Content starts

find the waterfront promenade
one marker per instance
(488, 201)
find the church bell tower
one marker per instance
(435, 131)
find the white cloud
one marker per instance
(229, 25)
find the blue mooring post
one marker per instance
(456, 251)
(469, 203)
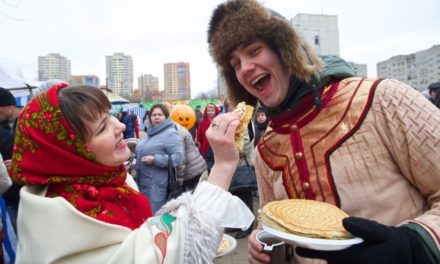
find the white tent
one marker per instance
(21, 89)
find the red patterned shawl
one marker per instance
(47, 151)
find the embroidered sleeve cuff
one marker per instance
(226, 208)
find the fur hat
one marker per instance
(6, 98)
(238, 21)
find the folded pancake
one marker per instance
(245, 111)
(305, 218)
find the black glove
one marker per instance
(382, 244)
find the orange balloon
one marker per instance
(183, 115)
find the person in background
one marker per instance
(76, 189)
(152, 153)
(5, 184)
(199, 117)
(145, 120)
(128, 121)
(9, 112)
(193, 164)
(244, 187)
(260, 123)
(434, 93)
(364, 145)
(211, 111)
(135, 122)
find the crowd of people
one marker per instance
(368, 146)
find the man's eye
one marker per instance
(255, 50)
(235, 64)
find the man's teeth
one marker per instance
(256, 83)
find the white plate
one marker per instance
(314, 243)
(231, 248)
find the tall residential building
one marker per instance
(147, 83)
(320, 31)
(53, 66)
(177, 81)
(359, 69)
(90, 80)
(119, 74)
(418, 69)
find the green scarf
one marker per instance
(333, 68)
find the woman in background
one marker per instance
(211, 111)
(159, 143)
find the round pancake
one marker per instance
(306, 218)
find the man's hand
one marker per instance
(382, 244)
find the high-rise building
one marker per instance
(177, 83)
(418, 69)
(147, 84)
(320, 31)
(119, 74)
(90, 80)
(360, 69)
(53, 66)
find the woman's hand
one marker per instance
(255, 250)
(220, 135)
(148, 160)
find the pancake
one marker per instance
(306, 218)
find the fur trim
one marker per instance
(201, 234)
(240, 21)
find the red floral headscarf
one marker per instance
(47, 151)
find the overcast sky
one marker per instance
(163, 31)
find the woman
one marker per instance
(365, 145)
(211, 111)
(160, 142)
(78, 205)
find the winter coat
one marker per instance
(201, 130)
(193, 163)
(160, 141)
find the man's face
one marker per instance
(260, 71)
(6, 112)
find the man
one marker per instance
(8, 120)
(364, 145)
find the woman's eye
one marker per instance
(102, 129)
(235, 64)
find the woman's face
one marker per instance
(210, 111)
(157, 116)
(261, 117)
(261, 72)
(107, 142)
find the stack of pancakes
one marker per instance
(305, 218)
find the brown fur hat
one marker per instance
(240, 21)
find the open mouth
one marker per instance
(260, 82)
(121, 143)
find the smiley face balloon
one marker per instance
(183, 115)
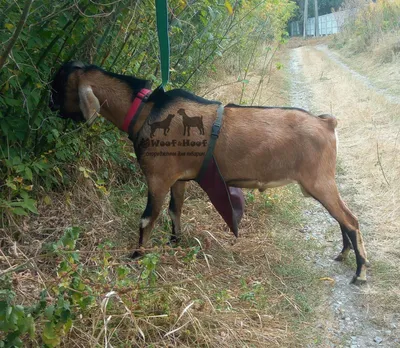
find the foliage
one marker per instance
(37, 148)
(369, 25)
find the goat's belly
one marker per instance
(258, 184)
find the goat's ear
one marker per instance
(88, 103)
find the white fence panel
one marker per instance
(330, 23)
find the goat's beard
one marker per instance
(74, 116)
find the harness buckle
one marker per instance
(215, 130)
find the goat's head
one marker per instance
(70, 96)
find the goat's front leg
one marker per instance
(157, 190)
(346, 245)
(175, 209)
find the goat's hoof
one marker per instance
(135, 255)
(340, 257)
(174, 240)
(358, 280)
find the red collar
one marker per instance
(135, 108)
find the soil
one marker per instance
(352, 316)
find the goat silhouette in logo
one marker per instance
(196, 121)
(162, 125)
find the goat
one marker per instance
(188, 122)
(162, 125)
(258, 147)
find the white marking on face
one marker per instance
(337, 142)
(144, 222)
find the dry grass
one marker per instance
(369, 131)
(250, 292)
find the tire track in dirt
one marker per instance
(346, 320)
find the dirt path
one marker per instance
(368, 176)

Content ends
Content starts

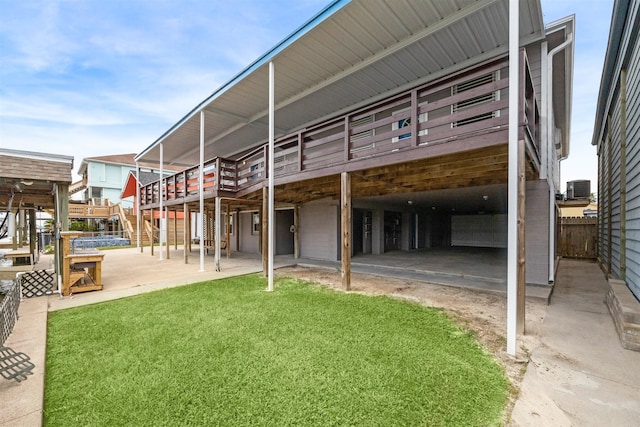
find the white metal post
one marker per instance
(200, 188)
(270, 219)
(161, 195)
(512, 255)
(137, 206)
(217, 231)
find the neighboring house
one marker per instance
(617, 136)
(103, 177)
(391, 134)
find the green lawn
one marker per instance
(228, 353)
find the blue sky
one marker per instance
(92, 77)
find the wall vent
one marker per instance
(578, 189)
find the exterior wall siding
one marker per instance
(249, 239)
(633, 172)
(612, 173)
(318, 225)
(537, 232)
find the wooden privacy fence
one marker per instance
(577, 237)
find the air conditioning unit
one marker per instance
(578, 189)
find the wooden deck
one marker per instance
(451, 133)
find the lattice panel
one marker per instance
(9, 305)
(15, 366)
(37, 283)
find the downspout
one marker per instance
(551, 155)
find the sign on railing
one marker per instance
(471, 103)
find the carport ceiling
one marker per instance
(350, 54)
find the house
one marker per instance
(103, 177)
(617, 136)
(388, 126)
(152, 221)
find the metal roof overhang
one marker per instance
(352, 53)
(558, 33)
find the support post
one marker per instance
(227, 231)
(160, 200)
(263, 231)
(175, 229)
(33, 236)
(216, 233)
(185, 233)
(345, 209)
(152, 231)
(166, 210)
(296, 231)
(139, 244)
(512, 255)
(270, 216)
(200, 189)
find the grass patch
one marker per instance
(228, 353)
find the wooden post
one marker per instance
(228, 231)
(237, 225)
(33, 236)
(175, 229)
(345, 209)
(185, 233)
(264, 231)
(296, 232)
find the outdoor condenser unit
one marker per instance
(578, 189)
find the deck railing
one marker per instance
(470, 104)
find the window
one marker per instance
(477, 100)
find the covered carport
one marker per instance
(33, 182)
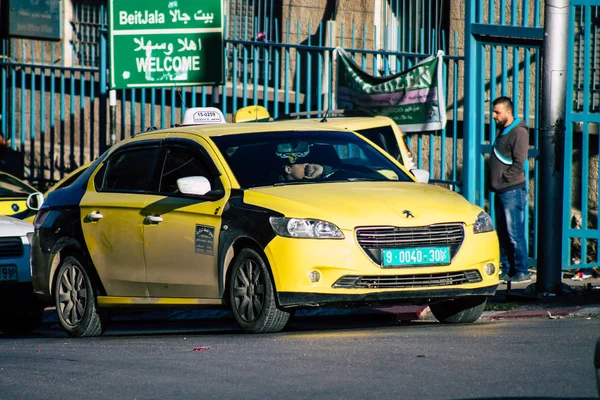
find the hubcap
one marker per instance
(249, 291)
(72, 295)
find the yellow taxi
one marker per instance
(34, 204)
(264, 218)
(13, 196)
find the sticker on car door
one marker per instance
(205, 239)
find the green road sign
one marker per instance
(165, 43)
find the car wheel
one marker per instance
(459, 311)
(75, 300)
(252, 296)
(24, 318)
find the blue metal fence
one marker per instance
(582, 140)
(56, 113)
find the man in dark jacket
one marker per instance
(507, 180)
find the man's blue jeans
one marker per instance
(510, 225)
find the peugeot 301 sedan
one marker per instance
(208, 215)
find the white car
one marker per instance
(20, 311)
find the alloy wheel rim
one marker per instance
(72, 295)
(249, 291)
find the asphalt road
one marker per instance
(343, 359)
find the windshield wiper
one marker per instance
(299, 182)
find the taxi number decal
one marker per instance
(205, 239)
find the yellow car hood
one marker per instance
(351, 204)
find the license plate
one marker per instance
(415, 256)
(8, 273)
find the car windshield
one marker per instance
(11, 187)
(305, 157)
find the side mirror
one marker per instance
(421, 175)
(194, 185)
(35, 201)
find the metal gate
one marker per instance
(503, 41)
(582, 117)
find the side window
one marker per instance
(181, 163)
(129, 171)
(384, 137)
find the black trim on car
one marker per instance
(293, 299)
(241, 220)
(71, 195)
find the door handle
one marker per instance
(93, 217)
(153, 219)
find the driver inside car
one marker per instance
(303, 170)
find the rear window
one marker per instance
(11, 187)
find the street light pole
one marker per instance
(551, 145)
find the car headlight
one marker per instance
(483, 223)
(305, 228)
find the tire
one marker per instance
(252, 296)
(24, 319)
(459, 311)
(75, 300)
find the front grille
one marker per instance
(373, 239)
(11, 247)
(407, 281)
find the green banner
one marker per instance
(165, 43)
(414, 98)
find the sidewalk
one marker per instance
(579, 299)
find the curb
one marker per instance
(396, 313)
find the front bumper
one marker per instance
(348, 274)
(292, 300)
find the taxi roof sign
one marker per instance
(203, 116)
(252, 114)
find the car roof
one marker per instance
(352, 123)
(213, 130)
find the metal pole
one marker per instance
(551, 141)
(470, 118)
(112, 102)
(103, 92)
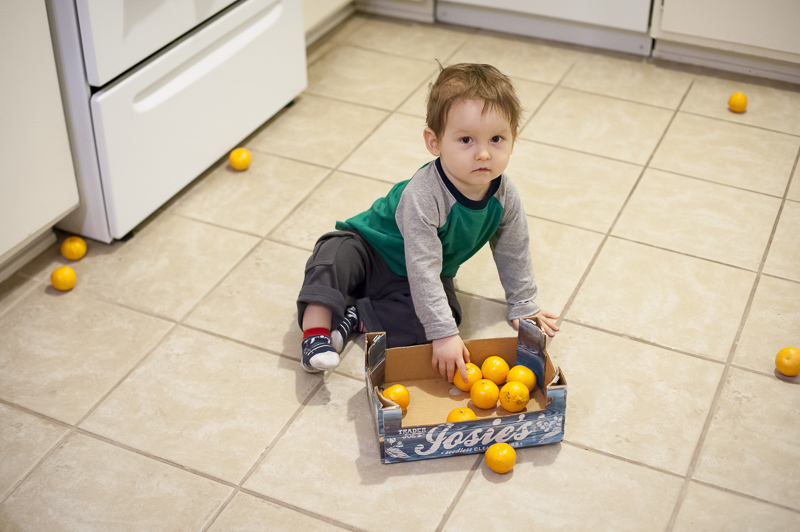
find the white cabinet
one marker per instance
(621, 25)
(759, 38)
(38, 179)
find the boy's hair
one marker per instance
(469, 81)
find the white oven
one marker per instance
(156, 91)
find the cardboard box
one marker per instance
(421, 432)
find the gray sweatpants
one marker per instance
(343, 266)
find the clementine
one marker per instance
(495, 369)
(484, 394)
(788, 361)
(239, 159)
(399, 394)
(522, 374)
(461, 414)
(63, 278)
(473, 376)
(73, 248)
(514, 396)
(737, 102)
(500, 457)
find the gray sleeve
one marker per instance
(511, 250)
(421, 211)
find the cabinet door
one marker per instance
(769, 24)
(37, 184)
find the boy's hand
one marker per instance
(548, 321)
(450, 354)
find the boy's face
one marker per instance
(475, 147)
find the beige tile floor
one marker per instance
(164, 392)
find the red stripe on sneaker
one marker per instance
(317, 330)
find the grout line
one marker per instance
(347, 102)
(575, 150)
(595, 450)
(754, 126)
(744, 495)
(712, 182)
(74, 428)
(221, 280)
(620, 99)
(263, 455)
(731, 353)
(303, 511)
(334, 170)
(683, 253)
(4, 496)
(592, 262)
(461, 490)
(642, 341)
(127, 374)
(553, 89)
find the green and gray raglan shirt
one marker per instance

Content ends
Content starts

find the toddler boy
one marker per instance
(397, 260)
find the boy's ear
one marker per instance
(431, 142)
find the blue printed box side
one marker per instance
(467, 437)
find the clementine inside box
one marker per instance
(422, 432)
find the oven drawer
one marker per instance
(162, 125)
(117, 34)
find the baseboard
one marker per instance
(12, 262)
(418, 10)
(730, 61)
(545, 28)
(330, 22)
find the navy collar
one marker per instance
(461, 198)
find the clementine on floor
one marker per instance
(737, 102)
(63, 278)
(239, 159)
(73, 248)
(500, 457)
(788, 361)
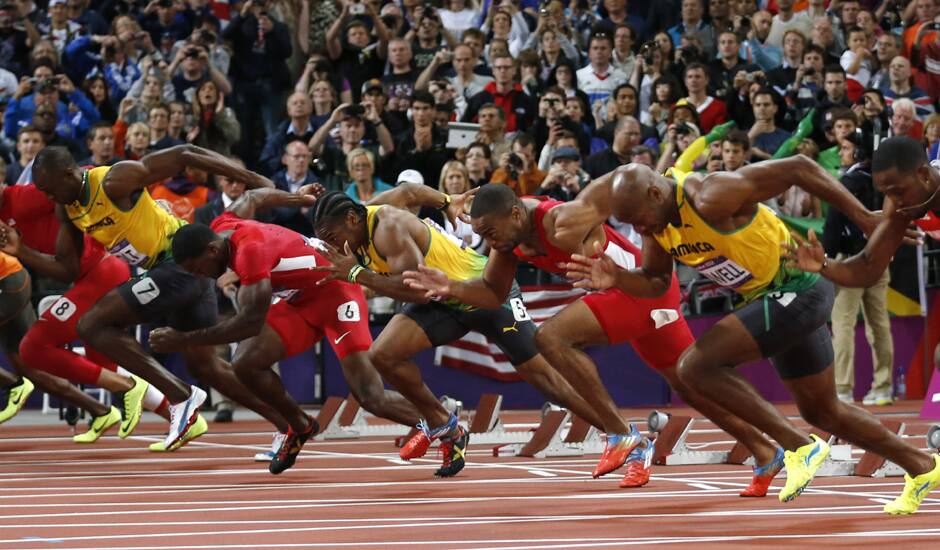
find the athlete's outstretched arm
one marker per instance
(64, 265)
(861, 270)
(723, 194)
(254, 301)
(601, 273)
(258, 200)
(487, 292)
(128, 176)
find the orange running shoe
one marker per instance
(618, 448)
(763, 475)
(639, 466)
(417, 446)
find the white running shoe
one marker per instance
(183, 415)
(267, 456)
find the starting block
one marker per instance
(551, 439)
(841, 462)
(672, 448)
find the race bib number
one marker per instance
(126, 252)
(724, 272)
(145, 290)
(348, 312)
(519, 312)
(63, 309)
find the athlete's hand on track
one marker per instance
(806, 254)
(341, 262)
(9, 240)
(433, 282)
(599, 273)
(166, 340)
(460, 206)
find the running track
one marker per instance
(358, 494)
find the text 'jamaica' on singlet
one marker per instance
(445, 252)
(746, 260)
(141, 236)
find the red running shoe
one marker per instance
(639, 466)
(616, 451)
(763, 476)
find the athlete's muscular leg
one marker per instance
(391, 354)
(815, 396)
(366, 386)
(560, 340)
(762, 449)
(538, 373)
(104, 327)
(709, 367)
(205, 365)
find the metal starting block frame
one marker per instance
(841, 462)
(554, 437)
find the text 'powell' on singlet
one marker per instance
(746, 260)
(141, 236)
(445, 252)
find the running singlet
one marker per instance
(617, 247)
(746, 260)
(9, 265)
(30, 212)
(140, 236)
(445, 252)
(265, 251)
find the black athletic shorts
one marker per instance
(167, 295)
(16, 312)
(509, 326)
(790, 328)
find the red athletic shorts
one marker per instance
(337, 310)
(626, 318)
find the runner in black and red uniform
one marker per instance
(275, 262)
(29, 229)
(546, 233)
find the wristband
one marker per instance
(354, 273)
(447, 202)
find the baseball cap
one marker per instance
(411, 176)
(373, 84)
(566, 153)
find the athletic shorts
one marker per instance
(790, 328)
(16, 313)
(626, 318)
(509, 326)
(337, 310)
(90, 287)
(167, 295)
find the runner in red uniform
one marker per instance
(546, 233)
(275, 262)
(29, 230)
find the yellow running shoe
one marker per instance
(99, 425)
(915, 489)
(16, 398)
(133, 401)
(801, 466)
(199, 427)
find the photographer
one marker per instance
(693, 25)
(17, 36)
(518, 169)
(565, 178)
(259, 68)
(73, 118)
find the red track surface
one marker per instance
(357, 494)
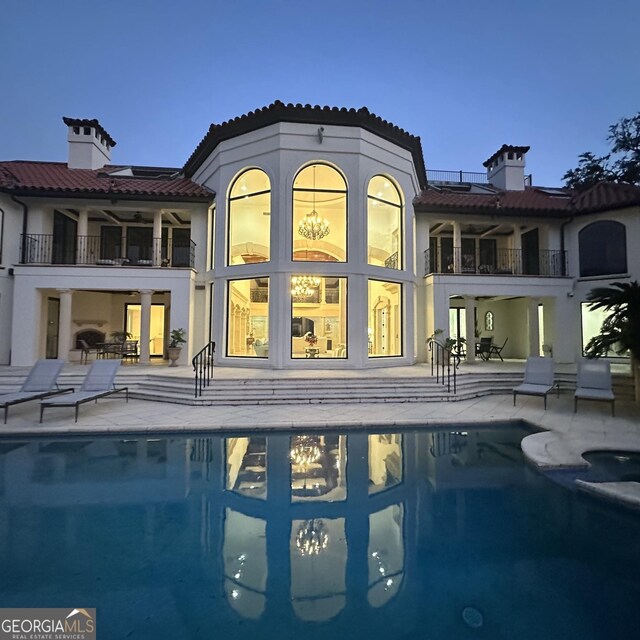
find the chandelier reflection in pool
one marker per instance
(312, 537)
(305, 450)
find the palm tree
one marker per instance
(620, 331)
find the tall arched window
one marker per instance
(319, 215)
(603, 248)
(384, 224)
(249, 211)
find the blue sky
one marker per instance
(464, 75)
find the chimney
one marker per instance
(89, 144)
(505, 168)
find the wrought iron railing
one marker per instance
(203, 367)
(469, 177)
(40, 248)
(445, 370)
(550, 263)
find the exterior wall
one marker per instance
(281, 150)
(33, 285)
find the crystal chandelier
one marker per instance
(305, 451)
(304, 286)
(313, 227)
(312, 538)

Content ends

_DESCRIPTION OF THE TASK_
Beginning at the line above with "find the embroidered sleeve cuff" and finishing at the line with "find the crowd of people", return each line exactly and return nothing else.

_TASK RESPONSE_
find the embroidered sleeve cuff
one marker per instance
(226, 208)
find the fur hat
one marker per instance
(6, 98)
(238, 21)
find the folded pancake
one marker per instance
(245, 111)
(305, 218)
find the black glove
one marker per instance
(382, 244)
find the orange balloon
one marker per instance
(183, 115)
find the person in background
one marker per instance
(76, 189)
(152, 153)
(5, 184)
(199, 117)
(145, 120)
(128, 121)
(9, 112)
(193, 164)
(244, 187)
(260, 123)
(434, 93)
(364, 145)
(211, 111)
(135, 122)
find the crowd of people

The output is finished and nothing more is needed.